(Requirement):
Can you write out each of the lines below word for word, keeping them in the same order?

(Given data):

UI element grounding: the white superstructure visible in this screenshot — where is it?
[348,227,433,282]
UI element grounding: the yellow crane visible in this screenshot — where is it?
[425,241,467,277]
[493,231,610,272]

(Written solution):
UI element grounding: the white superstructure visible in this screenshot — where is it?
[348,227,433,282]
UI element grounding: the yellow crane visible in this screenshot — where is it?
[425,241,467,277]
[493,231,610,272]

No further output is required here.